| Lesetext |
Grußwort von Bundespräsident Johannes Rau beim Empfang für die Stipendiaten der Alexander von Humboldt-Stiftung

Schwerpunktthema: Rede

Bonn, Villa Hammerschmidt, , 15. Juni 2004

Meine Damen und Herren,

herzlich willkommen im Park der Villa Hammerschmidt! Manche von Ihnen haben meine Frau und ich eben schon gesehen, als wir durch die Lüfte kamen. Ich freue mich darüber, dass heute Wissenschaftler aus aller Welt bei uns zu Gast sind, und besonders freue ich mich darüber, meine Damen und Herren, dass Sie Ihre Partner und die Kinder mitgebracht haben.

| Übungsaufgabe |
Schreiben Sie aus dem Grußwort oben den Abschnitt wortgetreu ab, der mit „herzlich willkommen im“ beginnt und bis einschließlich „Kinder mitgebracht haben.“ reicht.

| Bereitgestelltes Material |
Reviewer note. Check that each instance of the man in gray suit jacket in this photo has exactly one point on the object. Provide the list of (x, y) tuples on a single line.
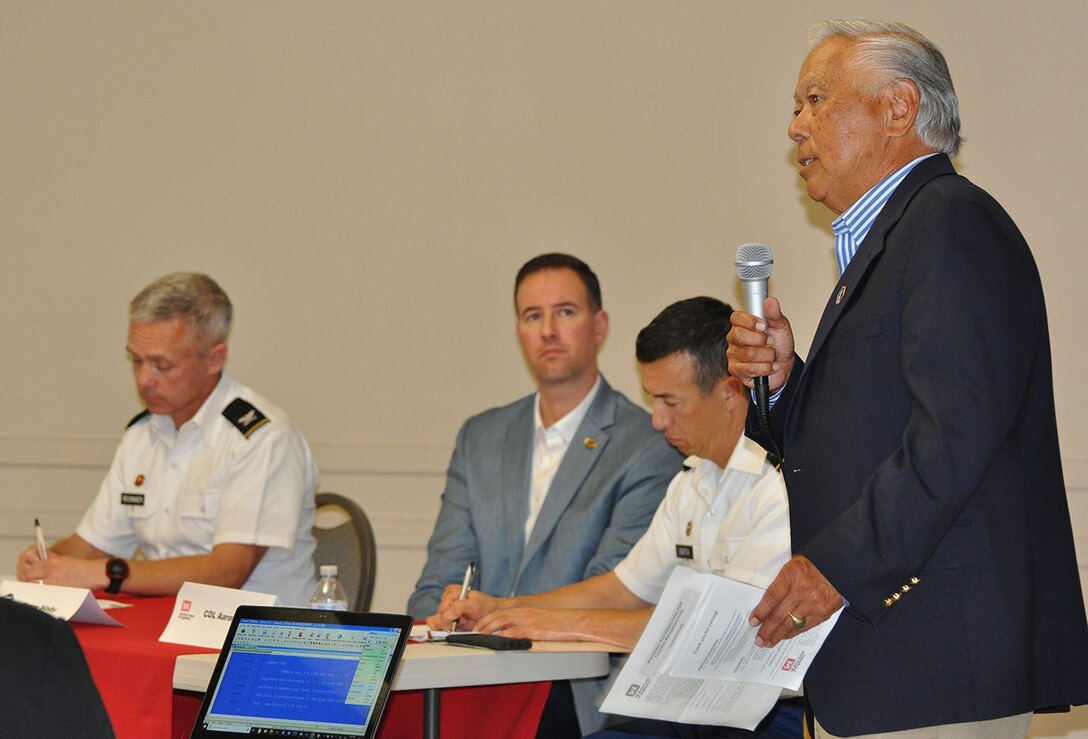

| Endgültige Antwort |
herzlich willkommen im Park der Villa Hammerschmidt! Manche von Ihnen haben meine Frau und ich eben schon gesehen, als wir durch die Lüfte kamen. Ich freue mich darüber, dass heute Wissenschaftler aus aller Welt bei uns zu Gast sind, und besonders freue ich mich darüber, meine Damen und Herren, dass Sie Ihre Partner und die Kinder mitgebracht haben.